- Problem description -
Continue the blog post about control as a principle of Pilates, starting after its final sentence.

- Document excerpt -
╭──

“Be in control of your body and not at its mercy” ~Joseph Pilates
Joseph Pilates created the exercise regime now known as Pilates. At the time, he named it “Contrology,” meaning The Art of Control. He initially developed Contrology to ease physical ailments and rehabilitate bedridden soldiers. Afterwards, Joseph expanded these exercises to improve wellness for boxers, dancers, and gymnasts.
In this blog series we are unraveling the six principles of Pilates: ~Control ~Concentration ~Centering ~Flow ~Precision ~Breath The first principle of Pilates is Control. Control begins with our mindset. As Joseph Pilates said, “Ideally our muscles should obey our will.” We should use our mind to control our body movements. In Pilates, we strive to perform controlled movements from a stable core.
As a Physical Therapist, I often work with people to improve their neuromuscular control. Neuromuscular control involves activating muscles in the correct pattern, with the correct force. For example, your body automatically knows that it needs to lightly grasp an egg. If it didn’t, you would crush the egg and yolk would ooze down your hand and onto the floor.
Poor neuromuscular control occurs when the connection from the brain to a muscle is not working. A common example of this is when the glute muscles do not activate correctly. The science term for this is Muscle Inhibition -The funny name? Dead Butt Syndrome. The person often thinks they are activating their glute muscles, but due to muscle inhibition, they aren’t. Instead, their body has chosen to compensate with different muscles.
Muscle inhibition is important to correct because it leads to an unbalanced body. If one muscle is not working correctly, your body will compensate with another. This results in an unbalanced system that is constantly fighting with itself. Since the body is connected, a small deficit in the hip can lead to a larger back or knee dysfunction, often resulting in pain.
As a physical therapist, I am able to help patients improve control of their body. I begin with teaching my client how to activate and isolate their inhibited muscle. Afterwards, we progress to using the muscle in functional movements. Finally, we incorporate this into their favorite hobbies – such as running or dancing. It is necessary to learn how to properly activate the muscle prior to strengthening. No matter how many bridges, squats, or deadlifts you do, you cannot strengthen the glutes if you do not know how to activate and control them correctly.

╰──

- Given data -
╭──

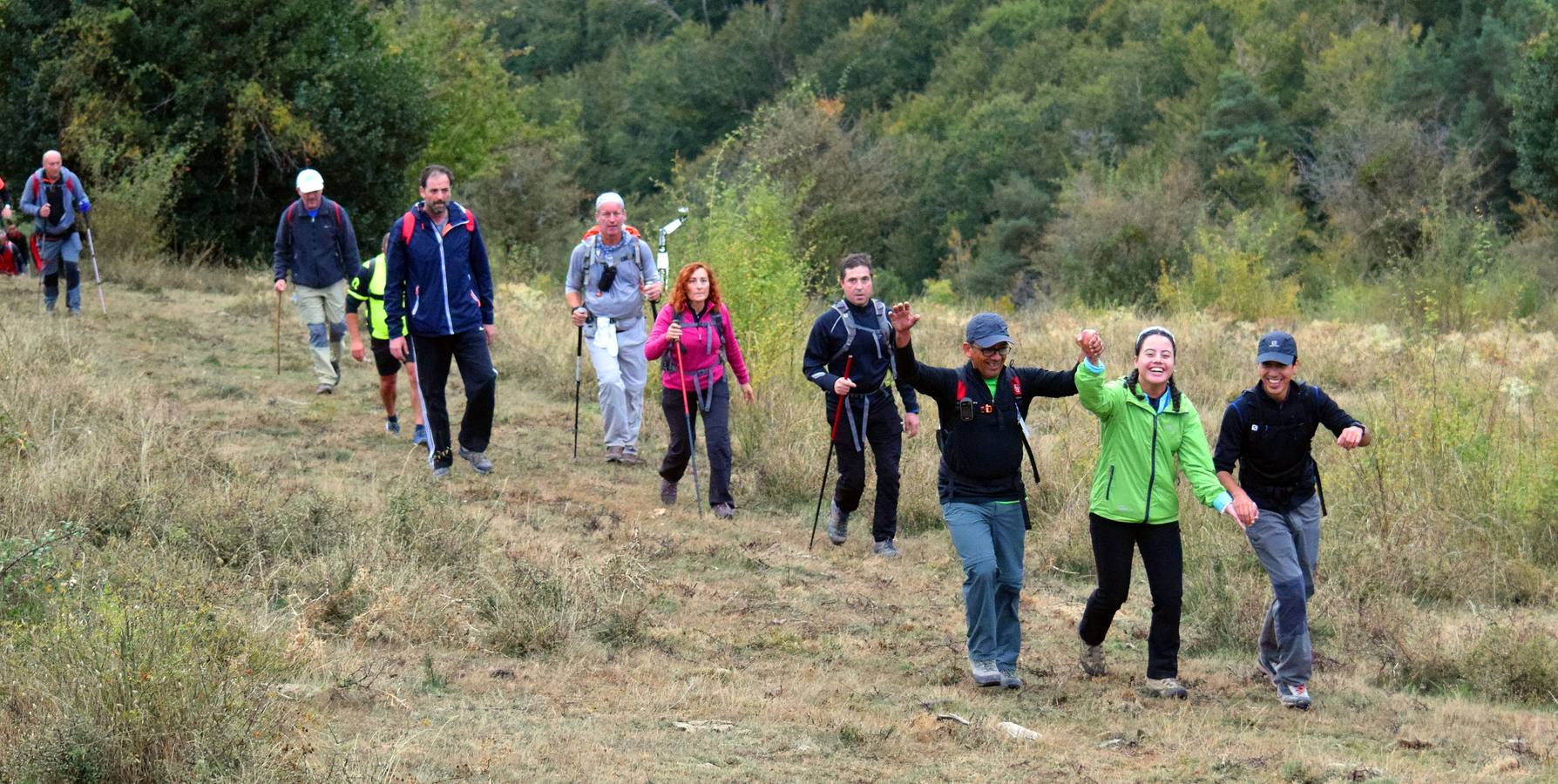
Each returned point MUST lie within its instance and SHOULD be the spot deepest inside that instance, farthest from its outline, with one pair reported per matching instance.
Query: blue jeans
(988, 538)
(1287, 544)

╰──

- Answer below -
The Art of Control can also be used outside the realm of exercise and Pilates. While we cannot control the things that surround us, particularly COVID-19, we can control how we react to the outside world. We can control our response to stress. We can control how often we say thank you. We can control how deeply we laugh and love.
Today, let’s choose to practice The Art of Control.
“You may not control all the events that happen to you, but you can decide not to be reduced by them.”
~ Maya Angelou
“You can’t control what the other athlete is going to do; you can’t control anything except for your competition and how you execute the race or how you execute the task.”
~ Michael Johnson
How Do I Know If I am Activating My Glutes?
Go ahead and try a bridge at home. Lie on your back with your arms by your side. Bend your knees, and lift your bottom off the ground. When performed correctly, your glutes should do the majority of the work.
If done incorrectly, you will feel it in the hamstrings, or maybe even have your hamstrings cramp out or “charlie horse.” In this case, you have overused the hamstrings and underutilized the glutes. If you have passed the first part of the test, let’s progress. Come into the bridge position, then straighten your right leg. Did you feel your left hamstring cramp? Did the right side of your pelvis drop, resulting in an uneven pelvis? If so, then you need to continue working on your glute activation and strength. This is a good opportunity to call a physical therapist for some assistance.